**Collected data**

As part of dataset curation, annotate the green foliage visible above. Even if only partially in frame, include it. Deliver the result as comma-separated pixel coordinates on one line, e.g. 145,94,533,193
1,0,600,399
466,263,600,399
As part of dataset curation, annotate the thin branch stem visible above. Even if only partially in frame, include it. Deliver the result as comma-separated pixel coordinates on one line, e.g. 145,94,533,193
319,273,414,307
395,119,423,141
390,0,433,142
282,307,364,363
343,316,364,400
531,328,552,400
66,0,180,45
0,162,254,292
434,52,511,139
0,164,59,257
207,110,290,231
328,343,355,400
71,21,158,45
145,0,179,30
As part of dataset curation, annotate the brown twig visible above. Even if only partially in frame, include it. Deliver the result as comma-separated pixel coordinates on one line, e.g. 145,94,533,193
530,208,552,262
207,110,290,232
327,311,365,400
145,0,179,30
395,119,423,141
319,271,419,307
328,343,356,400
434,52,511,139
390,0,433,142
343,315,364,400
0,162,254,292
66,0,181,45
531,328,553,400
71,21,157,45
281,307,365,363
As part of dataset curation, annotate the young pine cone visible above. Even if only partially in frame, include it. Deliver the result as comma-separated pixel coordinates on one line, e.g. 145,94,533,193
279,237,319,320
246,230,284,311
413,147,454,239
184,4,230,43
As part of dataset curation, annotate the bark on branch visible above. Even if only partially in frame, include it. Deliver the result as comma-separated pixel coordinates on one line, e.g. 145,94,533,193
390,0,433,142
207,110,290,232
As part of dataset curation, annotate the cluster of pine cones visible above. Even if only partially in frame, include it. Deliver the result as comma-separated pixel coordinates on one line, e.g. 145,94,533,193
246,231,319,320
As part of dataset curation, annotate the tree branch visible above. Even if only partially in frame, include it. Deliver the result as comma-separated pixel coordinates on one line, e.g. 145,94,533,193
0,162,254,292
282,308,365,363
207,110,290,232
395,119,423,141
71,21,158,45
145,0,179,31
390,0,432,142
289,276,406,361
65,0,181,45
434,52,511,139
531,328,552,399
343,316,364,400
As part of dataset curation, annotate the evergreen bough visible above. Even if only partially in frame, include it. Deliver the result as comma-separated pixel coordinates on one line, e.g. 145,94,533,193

**TASK BRIEF**
Repeat the lines above, from the one containing "As part of dataset curation, annotate the cluster" to the final line, word for word and with nothing else.

**EXERCISE RESPONSE**
As part of dataset curation, annotate the cluster of pine cones visible above. Even if only partially in frame, include it. Deliver the result as comma-separated pixel coordinates on one line, e.g. 145,94,533,193
246,231,319,320
As part of dataset curation, annotate the tree branch visible above. Even if only partially in frame, include it. Deliver the result as comma-separated pixel coordinates on one line, e.g. 145,94,533,193
0,162,254,292
282,308,365,363
207,110,290,232
395,119,423,141
71,21,158,45
145,0,179,31
390,0,432,142
289,276,406,361
65,0,181,45
434,52,511,139
531,328,552,399
343,316,364,400
As part of dataset curation, annotate the evergreen bough visible above. Even if only partially in frame, include it. Deliver the result as comma-separated pixel coordinates on one line, e.g. 145,94,533,193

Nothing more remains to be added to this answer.